= WHAT TO PRODUCE =
Transcribe every line of the items below verbatim, omitting the pictures.

______

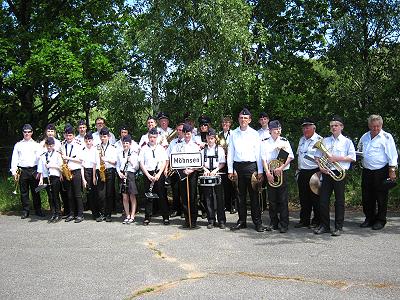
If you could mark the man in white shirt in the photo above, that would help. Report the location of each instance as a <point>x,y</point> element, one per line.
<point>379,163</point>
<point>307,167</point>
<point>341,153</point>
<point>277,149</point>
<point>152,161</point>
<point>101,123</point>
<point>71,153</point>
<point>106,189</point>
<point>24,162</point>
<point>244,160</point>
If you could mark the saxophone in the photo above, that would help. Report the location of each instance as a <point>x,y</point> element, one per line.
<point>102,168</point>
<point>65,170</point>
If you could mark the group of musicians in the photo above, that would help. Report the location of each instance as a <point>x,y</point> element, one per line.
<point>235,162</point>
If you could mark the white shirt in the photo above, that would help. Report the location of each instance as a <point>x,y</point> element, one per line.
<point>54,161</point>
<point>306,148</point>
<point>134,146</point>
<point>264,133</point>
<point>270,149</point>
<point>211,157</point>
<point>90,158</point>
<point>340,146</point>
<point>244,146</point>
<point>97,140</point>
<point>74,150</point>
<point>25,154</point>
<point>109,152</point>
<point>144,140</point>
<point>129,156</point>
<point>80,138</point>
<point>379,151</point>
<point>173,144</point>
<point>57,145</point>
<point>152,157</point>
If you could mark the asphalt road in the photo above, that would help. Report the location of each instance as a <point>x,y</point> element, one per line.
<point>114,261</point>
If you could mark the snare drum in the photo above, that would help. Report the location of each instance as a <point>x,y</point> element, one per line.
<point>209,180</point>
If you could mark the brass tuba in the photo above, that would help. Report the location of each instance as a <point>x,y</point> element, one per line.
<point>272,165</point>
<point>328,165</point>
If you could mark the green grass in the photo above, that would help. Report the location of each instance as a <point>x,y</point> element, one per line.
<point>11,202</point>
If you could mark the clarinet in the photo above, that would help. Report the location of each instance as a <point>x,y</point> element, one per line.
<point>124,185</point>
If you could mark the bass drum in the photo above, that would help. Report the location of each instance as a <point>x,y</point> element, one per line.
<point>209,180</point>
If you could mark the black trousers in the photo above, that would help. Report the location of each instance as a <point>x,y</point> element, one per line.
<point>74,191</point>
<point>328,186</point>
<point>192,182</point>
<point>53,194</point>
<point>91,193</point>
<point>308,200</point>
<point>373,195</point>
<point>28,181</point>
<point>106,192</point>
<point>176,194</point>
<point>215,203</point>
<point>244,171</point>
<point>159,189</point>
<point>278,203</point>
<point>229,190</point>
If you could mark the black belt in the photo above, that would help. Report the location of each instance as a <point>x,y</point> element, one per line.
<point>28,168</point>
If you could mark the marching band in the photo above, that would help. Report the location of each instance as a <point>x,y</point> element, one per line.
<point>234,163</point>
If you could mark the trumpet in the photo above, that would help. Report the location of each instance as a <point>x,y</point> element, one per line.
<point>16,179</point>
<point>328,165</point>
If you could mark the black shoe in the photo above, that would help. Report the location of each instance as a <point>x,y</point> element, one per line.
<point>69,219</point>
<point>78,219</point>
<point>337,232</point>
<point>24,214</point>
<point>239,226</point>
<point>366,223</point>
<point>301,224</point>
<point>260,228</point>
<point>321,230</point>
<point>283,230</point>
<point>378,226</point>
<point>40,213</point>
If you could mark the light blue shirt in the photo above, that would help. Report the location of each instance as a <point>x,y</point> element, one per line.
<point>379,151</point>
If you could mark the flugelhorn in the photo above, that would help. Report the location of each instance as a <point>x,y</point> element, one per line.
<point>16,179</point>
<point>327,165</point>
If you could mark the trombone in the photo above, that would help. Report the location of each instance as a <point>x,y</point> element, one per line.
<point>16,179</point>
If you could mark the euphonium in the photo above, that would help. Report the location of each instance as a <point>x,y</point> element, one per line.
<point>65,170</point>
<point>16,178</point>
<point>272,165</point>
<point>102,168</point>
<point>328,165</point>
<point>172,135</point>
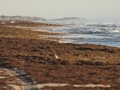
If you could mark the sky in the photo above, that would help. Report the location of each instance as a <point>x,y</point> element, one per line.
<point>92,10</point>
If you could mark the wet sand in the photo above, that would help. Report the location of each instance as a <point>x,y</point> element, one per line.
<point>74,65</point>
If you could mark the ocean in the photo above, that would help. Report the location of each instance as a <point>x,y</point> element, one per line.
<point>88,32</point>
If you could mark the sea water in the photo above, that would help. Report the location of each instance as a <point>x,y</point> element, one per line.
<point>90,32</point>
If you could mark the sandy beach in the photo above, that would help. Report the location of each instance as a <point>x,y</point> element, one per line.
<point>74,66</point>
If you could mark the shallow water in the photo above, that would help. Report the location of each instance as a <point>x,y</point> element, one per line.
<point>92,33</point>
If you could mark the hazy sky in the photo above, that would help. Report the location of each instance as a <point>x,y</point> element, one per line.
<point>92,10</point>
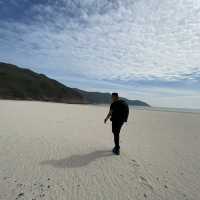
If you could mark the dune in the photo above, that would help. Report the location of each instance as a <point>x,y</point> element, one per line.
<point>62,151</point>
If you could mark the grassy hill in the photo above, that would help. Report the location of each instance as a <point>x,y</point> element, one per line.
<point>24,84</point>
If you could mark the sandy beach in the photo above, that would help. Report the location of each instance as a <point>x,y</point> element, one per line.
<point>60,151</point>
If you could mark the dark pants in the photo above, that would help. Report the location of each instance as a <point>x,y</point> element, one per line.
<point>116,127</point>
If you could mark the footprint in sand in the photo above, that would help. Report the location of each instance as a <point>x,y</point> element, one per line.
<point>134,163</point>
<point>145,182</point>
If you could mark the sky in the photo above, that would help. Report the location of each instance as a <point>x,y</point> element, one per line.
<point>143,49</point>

______

= RESULT BELOW =
If you could mark the man in white shirt in the photo above, that would help. Report the location of each instance as a <point>x,y</point> element, one per line.
<point>379,163</point>
<point>307,167</point>
<point>341,153</point>
<point>277,149</point>
<point>152,161</point>
<point>101,123</point>
<point>71,153</point>
<point>106,189</point>
<point>24,162</point>
<point>244,160</point>
If you could mark the saxophone in the photo above, that would help. Report the location of each instance as a <point>x,y</point> element, one per line.
<point>102,168</point>
<point>65,170</point>
If you could mark the group of musicians in the photo above, that would help. Report the location of each instance as a <point>x,y</point> element, one per line.
<point>235,162</point>
If you could mark the white shirt in the photo above, that would help. Report the location of each instance as a <point>x,y</point> element, one per line.
<point>54,161</point>
<point>306,148</point>
<point>134,146</point>
<point>264,133</point>
<point>270,149</point>
<point>211,157</point>
<point>90,158</point>
<point>340,146</point>
<point>244,146</point>
<point>97,140</point>
<point>74,150</point>
<point>25,154</point>
<point>109,152</point>
<point>144,140</point>
<point>129,156</point>
<point>80,138</point>
<point>379,151</point>
<point>173,144</point>
<point>57,145</point>
<point>152,157</point>
If you could mark the asphalt road in the photo above, that would help. Report the location of each instance as a <point>x,y</point> element, one per line.
<point>114,261</point>
If you could mark the snare drum in the photo above, that would help. Report the location of each instance as a <point>x,y</point> element, one per line.
<point>209,180</point>
If you could mark the brass tuba in the photo above, that would help. Report the location of each instance as a <point>x,y</point> element, one per line.
<point>272,165</point>
<point>328,165</point>
If you could mark the green grass in the photo above, that would help. Report the location of each instance as a <point>x,y</point> element, one per line.
<point>11,202</point>
If you could mark the clarinet in the photo above, that would help. Report the location of each instance as a <point>x,y</point> element, one per line.
<point>124,185</point>
If you could mark the bass drum in the photo above, that would help. Report the location of each instance as a <point>x,y</point> element, one per line.
<point>209,180</point>
If you could mark the black trousers in the photo above, that would help. Report the location of each instance as a <point>x,y</point> element, one per line.
<point>74,191</point>
<point>328,186</point>
<point>192,182</point>
<point>53,194</point>
<point>91,193</point>
<point>308,200</point>
<point>373,195</point>
<point>28,181</point>
<point>106,192</point>
<point>176,194</point>
<point>215,203</point>
<point>244,171</point>
<point>159,189</point>
<point>278,203</point>
<point>229,190</point>
If you could mark the black belt in the photo above, that would help. Report the location of each instance as a <point>x,y</point> element, one per line.
<point>28,168</point>
If you could mark the marching band in the photo above, that would help. Report the location of each instance as a <point>x,y</point> element, one per line.
<point>234,163</point>
If you could mark the trumpet in the photo above, that would help. Report the location of each instance as a <point>x,y</point> element, one per line.
<point>16,179</point>
<point>328,165</point>
If you could mark the black shoe in the photo above, that would help. Report the location of each instance as a <point>x,y</point> element, one per line.
<point>69,219</point>
<point>78,219</point>
<point>337,232</point>
<point>24,214</point>
<point>239,226</point>
<point>366,223</point>
<point>301,224</point>
<point>260,228</point>
<point>321,230</point>
<point>283,230</point>
<point>378,226</point>
<point>40,213</point>
If you could mark the light blue shirt in the photo above, that would help. Report the location of each instance as a <point>x,y</point> element, one per line.
<point>379,151</point>
If you could mark the flugelhorn in the photo above, that would help. Report the location of each instance as a <point>x,y</point> element, one per line.
<point>16,179</point>
<point>327,165</point>
If you could mark the trombone in the photo above, that would help. Report the location of each instance as a <point>x,y</point> element, one per line.
<point>16,179</point>
If you could mark the euphonium in the photo above, that would help. Report the location of each instance as a <point>x,y</point> element, one per line.
<point>65,170</point>
<point>16,178</point>
<point>272,165</point>
<point>102,168</point>
<point>328,165</point>
<point>172,135</point>
If you could mark the sky in the photo above, that would help. Report the location of each instance as a <point>x,y</point> element, one per line.
<point>92,10</point>
If you could mark the wet sand in the photo above, that would help. Report the location of each instance as a <point>x,y</point> element, one per line.
<point>74,65</point>
If you could mark the ocean in the photo above, that would help. Report the location of each instance as a <point>x,y</point> element, one per line.
<point>88,32</point>
If you could mark the sea water in the photo above, that would help. Report the location of each instance as a <point>x,y</point> element, one per line.
<point>90,32</point>
If you could mark the sandy beach in the photo above, that would help. Report the location of each instance as a <point>x,y</point> element, one per line.
<point>74,66</point>
If you could mark the shallow water in the photo above, that would help. Report the location of each instance as a <point>x,y</point> element, one per line.
<point>92,33</point>
If you could mark the hazy sky in the photo above, that would help. Report the location of each instance as a <point>x,y</point> element, one per line.
<point>92,10</point>
If you could mark the dune in the photo above, that would help. Report the location of each instance as a <point>x,y</point> element, one per line.
<point>62,151</point>
If you could mark the grassy hill in the photo above, that would help. Report the location of each instance as a <point>x,y</point> element, one per line.
<point>24,84</point>
If you could mark the sandy beach in the photo above, that would help. Report the location of each instance as a <point>x,y</point> element, one per line.
<point>60,151</point>
If you could mark the dark pants in the photo above, that would help. Report the location of each instance as a <point>x,y</point> element, one per line.
<point>116,127</point>
If you could mark the footprint in sand in the photo above, that would help. Report the location of each instance as a <point>x,y</point> element, one per line.
<point>134,163</point>
<point>145,182</point>
If you could mark the sky in the photo above, that would help. Report the location of each instance as a <point>x,y</point> element, one per line.
<point>143,49</point>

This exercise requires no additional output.